• Entries from a dataset
########################################
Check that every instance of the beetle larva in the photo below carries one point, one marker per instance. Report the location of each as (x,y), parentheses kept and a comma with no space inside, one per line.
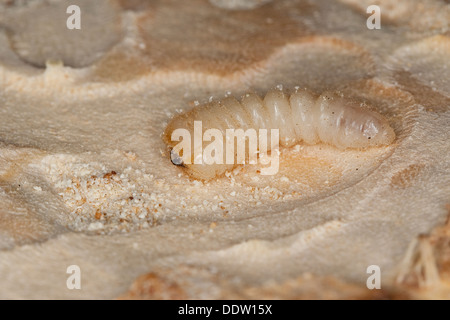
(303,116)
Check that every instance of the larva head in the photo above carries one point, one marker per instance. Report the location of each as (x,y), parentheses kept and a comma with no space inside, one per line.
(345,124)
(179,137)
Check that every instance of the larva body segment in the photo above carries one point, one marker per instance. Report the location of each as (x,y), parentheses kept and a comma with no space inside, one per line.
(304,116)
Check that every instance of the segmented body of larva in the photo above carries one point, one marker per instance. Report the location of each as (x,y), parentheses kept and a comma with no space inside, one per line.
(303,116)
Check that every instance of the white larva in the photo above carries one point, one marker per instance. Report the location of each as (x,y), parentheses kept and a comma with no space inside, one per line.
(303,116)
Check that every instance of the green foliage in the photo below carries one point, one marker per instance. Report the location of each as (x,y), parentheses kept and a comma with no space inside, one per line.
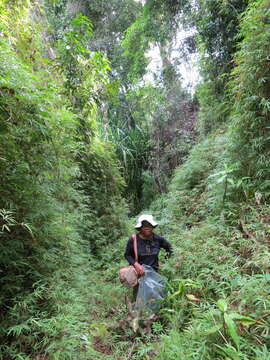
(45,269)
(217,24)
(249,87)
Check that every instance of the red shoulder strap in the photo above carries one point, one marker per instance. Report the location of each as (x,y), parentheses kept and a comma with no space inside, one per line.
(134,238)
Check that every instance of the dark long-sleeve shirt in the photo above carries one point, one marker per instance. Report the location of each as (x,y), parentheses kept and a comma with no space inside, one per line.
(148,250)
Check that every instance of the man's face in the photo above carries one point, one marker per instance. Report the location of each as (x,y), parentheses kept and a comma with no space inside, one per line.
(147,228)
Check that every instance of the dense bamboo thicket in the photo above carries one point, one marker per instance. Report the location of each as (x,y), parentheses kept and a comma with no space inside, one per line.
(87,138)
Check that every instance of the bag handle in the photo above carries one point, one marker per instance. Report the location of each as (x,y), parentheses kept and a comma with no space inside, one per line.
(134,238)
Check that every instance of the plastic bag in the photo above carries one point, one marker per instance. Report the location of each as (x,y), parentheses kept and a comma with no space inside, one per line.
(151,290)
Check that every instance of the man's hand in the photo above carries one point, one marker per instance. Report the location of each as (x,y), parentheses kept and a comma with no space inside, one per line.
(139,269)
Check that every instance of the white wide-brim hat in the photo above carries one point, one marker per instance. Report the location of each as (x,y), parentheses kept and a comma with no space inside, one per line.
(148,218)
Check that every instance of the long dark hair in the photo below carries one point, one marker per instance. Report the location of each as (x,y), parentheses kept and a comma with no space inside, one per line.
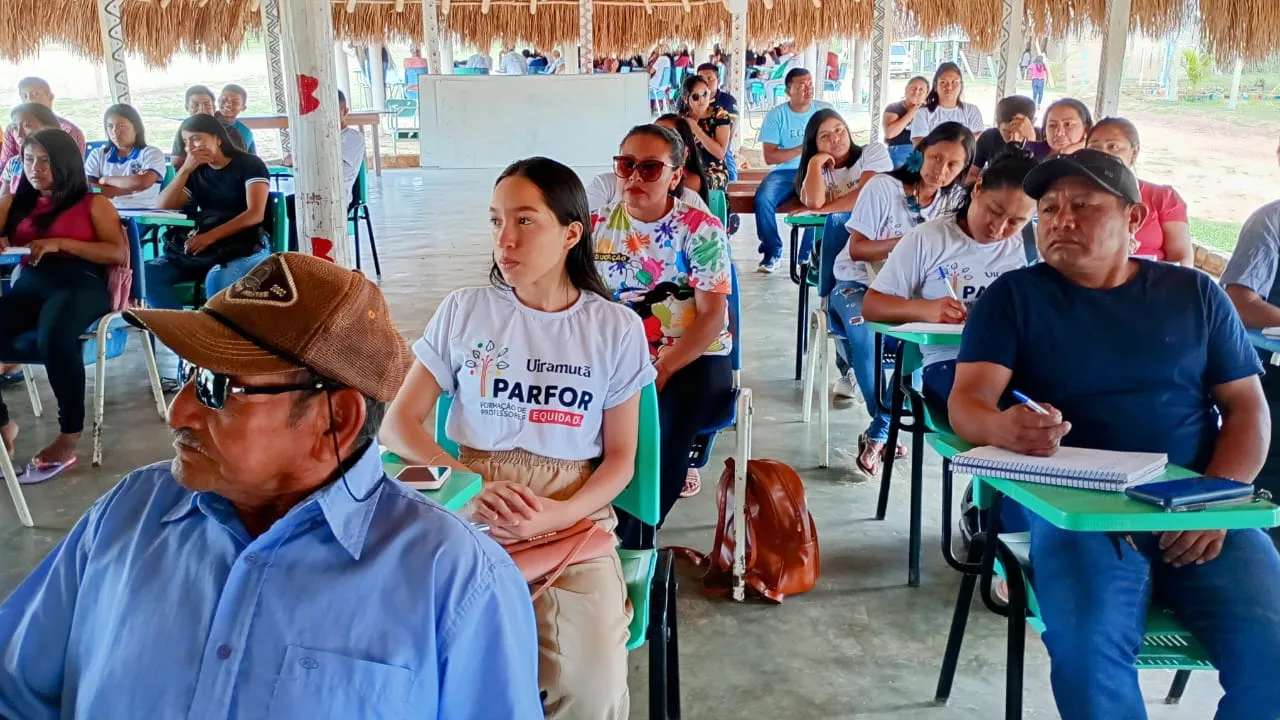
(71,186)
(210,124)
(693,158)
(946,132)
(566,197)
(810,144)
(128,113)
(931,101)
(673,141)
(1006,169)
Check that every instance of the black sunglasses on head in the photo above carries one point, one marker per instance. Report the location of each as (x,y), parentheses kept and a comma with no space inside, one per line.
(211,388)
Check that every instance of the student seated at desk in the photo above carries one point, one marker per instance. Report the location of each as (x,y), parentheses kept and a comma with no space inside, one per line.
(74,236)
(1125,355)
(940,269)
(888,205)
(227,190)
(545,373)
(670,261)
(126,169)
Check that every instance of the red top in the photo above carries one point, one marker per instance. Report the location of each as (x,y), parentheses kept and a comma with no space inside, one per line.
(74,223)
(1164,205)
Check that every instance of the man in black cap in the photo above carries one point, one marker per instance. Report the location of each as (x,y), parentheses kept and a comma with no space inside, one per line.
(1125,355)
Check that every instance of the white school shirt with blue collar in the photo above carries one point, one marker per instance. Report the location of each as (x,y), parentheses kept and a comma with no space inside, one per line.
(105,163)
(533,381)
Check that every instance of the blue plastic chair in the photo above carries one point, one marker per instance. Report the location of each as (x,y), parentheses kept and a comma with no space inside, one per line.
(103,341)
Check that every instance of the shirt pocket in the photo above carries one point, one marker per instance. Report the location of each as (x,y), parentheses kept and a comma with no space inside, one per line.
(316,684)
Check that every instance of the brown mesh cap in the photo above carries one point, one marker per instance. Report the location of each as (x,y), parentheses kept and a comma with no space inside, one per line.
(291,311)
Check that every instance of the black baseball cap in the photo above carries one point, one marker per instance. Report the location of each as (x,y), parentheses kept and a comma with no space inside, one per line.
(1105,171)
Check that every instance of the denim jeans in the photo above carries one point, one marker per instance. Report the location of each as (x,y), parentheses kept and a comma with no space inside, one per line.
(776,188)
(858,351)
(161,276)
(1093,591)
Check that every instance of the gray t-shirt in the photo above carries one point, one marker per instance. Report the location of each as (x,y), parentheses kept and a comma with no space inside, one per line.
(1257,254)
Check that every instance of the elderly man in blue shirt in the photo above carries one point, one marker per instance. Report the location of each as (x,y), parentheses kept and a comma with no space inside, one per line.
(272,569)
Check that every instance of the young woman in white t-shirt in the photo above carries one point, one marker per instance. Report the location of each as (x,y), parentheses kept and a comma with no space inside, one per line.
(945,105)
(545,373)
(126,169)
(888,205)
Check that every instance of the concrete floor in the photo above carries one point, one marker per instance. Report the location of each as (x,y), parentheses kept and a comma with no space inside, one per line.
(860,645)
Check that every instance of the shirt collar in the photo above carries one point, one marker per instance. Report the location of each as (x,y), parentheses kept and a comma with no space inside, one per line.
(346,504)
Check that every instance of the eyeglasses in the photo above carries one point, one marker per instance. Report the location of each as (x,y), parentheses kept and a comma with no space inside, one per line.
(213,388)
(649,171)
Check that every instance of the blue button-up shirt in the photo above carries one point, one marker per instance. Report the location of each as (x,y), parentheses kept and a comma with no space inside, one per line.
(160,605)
########################################
• Task brief
Copy the rows above word for word, leaving out the pictures.

• Full solution
Check that every instance of the beetle larva in the photo below carries one point, one marker per instance. Report the location of each as (x,y), parentheses kept and a comma with no space inside, one per line.
(303,116)
Check that every instance of the larva head in the photo above carries one point, one marker per instance. Report the location of each as (x,y), parentheses kept and a comma with no space inside, one per line.
(345,124)
(179,137)
Check that every instance of the larva body segment in the photo above carries one point, one marker per instance. Report the location of each as (x,y), parentheses kept and a comma with no space inside, one per line.
(304,116)
Check that every instance of the segmented body of larva in the photo above carries one point, one marker per instance. Report the location of each as (x,y), parentheses kept and a comma with no space inside, one per line.
(303,116)
Check that every instance of the white larva in the photo above carries one point, one marker per instance. Report the location of each as (x,y), parentheses kept and a comma with no space inside, one per line.
(303,116)
Check that every instance of the green foliage in the photo below carries one point, one marker per instance. Report the location of each as (x,y), parentheses kept and a comma with no space inside, one per line.
(45,269)
(217,24)
(249,87)
Check that every instance of the red shoulder strap in the photo above carries one point, one marker per instance. Report the location of each as (x,y), parentheses kept and a comma with no space inside, one per line.
(134,238)
Check that every instance of the dark long-sleeve shirt in the photo above carries one point, one marker per instance. Report the location of each as (x,y), parentheses kept and a comma with no space inside, one per line.
(148,250)
Check that every instance of the man's face in the photo above carries one point, one marker per instance. Report the location of each as (x,y), parentheses kept and a comma with no space inside, one per line.
(147,228)
Check that every instance of the dense bamboo thicket in the photo above carries one point, one marker per instance. Report the location of each as (x,y), parentheses kept and a comma with no space inside, one per line.
(87,138)
Check that every instance of the bag handle in the photo above carries one point, one marker per instance. Report the location of each as (x,y), parentheses kept and a comma with no space inside, one per line.
(134,238)
Check that every instance of the plastic bag in the photo above carries one point, one marker per instance. Report the location of each as (x,y), parentheses kept and a comma with no space inside, one per line.
(151,290)
Check that every instance of the man's hand in the photo above carries one point, one marker per instance. Report the location of each as (x,y), parentheses kept and a comma with no space inside, one per line.
(139,269)
Check that every instance of the white wide-brim hat in the photo above carries one point, one marker per instance. Report the location of each as (x,y), parentheses kept and a comma with no space inside, one per line.
(148,218)
Check that every instance of the long dark hair in the photo below carries one point, one marker per instance. Report the location of each as (x,y), parentheses kept and a comma with no space inside, one per line.
(71,186)
(210,124)
(693,158)
(946,132)
(566,197)
(810,144)
(128,113)
(931,101)
(673,141)
(1006,169)
Check that every instance of the black sunglasses on head in the photo above carries one point, one marker per instance. Report the location of each as (x,y), parentheses kept and a comma with no space inside, one per line.
(211,388)
Check that every instance of the student seated at desk in the photo above carries one point, one marker per instance. Report the location of each as (x,y), parentheses kept and a comma with no space inside, one per line.
(74,236)
(1125,355)
(940,269)
(888,205)
(227,190)
(545,373)
(670,261)
(126,169)
Check that every instance of the red top in the photo above carries one point, one marker per instance. Report the location of each as (x,y), parentheses kept and a comma with no space inside, one per line.
(74,223)
(1164,205)
Check that every instance of the man in black cap in the photo above carries one point, one marker per instance. Report the location of each as (x,y), parentheses kept and a comma with no space inside, one per line.
(1125,355)
Check that every instance of the white school shirt with blue collar in the photo above carries one point, one marker per instance. Report the location of each as (x,y), parentheses kept and a comma with no space inside, one per line.
(105,163)
(533,381)
Check that every instance of the blue plastic chair in the photo above carries one point, one marker per instance. Report the location of each as (x,y), parentheses kept and a comma with no space inside, one per line.
(103,341)
Check that every instance of the shirt pocket in the photo above carries one point, one marker per instance. Report the location of each as (x,y), parentheses kept and a comma with no space inside, one per line.
(316,684)
Check that every instance of the brown mesh cap in the photo above carries one point, one marker per instance. Report the location of each as (x,y), parentheses kept and a comma with no space inside, one per line.
(291,311)
Check that every instance of the black baseball cap in the photo above carries one point, one marker per instance. Report the location of each as (x,y), parentheses kept and a comma with no space inside, one per line.
(1105,171)
Check that every instance of the denim jeans in the photo above carries one point, one marker per instance. Report the location of each as (x,y), parentheses kept and a comma with no space inside, one per line.
(776,188)
(858,351)
(161,276)
(1093,591)
Check that every instance of the gray t-shirt in the photo above carries one point, one marker per instance. Report the location of each as (x,y), parentheses kept and a comma with no space inside, one per line.
(1257,254)
Check that every instance of the elderly man in blue shirt in the photo above carries one point, one marker per instance. Report the location of each as (x,y), parentheses kept and a comma with no space inside, one per line.
(272,569)
Check that every instance of the young woman in white t-shirt in the photo above carries one point, one marker per instance. Report the location of each as (x,y), parentheses kept and a comma with no space inside, one per line.
(945,105)
(545,373)
(126,169)
(888,205)
Check that every instance of the concrete floor in the photo above carries one point, one marker per instance. Report the location of each as (x,y), parentheses kept and a comma with no space inside, one per line.
(860,645)
Check that every instance of the shirt collar in the photo above carries one point, one marker per instance. Report the location of each as (x,y), parentheses kept and a comma with no space inside, one per line.
(346,504)
Check that every instance of the eyeglasses in the photo above carries one point, one marker per instance. Report the location of each as (x,y), parentheses kept and a comma with no space inside, one per line.
(213,388)
(649,171)
Check that every instance of the blue button-up shirt in the photo above carries one point, one marker per instance. Report the location of each as (x,y), parentheses kept and a comma with no space inside, one per line.
(160,605)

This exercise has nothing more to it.